▸ SELECTED EXCERPT:
# # # #

In December 1976 they published a landmark climate paper in Science, showing that climate records contained the same cycles as the three parameters that vary the Earth’s orbit: eccentricity, obliquity, and precession.


Eccentricity describes the shape of the Earth’s orbit around the sun, varying from nearly a circle to an ellipse with a period of about 96,000 years.


Obliquity is the tilt of the Earth’s axis of rotation with respect to the plane of its orbit, which changes with a period of about 41,000 years. The Earth moves from 22.1 degrees to 24.5 degrees and back again. When the angle increases, the summers become warmer and the winters become colder.


Precession refers to the fact that both Earth’s rotational axis and orbital path precess (rotate) over time, the combined effects of these two components and the eccentricity produce an approximately 21,000-year cycle.


The researchers also found that these parameters have different effects at different places on our globe. Obliquity has a strong influence at high latitudes, whereas precession has a notable impact on tropical seasons.

# # # #

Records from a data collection
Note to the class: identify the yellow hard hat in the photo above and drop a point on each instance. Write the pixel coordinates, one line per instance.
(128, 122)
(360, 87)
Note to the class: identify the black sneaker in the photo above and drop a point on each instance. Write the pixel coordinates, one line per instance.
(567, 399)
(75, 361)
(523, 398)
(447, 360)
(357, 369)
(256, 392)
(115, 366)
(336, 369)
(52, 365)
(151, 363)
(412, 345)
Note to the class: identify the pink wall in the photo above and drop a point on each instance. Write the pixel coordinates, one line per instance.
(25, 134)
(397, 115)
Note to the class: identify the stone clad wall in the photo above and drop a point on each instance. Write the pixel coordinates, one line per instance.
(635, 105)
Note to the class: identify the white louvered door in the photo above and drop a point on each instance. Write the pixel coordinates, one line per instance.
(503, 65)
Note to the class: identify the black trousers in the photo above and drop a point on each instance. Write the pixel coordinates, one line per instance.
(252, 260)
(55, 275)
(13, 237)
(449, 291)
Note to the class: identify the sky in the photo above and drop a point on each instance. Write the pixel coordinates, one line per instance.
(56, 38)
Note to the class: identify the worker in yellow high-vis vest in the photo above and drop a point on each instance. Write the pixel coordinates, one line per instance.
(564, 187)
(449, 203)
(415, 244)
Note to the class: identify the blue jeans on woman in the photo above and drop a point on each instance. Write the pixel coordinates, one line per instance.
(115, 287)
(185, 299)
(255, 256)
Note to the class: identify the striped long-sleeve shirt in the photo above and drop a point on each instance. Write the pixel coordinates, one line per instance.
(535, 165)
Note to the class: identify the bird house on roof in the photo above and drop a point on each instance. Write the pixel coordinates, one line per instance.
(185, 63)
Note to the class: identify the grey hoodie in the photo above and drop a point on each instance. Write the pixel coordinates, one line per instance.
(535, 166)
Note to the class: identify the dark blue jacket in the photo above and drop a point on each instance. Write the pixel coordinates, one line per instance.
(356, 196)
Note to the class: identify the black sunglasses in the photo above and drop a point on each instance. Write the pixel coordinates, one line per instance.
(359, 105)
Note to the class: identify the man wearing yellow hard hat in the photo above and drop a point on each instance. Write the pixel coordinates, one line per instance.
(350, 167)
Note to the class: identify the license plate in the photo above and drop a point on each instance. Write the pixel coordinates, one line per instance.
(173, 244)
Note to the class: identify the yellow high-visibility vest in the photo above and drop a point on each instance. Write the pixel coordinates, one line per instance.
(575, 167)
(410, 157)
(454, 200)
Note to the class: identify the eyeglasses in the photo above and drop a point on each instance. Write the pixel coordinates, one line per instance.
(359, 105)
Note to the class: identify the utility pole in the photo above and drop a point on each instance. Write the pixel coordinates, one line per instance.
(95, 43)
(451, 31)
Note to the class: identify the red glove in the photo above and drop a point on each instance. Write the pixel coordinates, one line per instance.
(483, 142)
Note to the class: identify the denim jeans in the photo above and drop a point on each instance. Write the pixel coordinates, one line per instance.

# # # #

▸ WHAT TO DO:
1 – Sum up the passage on Earth's orbital cycles in two sentences.
2 – List each line of the records where the word "black" appears, and treat uppercase and lowercase as different.

▸ TASK-BY-TASK RESULTS:
1 – A December 1976 paper in Science showed that climate records contain the same cycles as the three parameters that vary Earth's orbit: eccentricity, with a period of about 96,000 years; obliquity, with about 41,000 years; and precession, which produces an approximately 21,000-year cycle. The researchers also found that these parameters have different effects at different places, with obliquity strongly influencing high latitudes and precession notably affecting tropical seasons.

2 –
Note to the class: identify the black sneaker in the photo above and drop a point on each instance. Write the pixel coordinates, one line per instance.
Note to the class: identify the black trousers in the photo above and drop a point on each instance. Write the pixel coordinates, one line per instance.
Note to the class: identify the black sunglasses in the photo above and drop a point on each instance. Write the pixel coordinates, one line per instance.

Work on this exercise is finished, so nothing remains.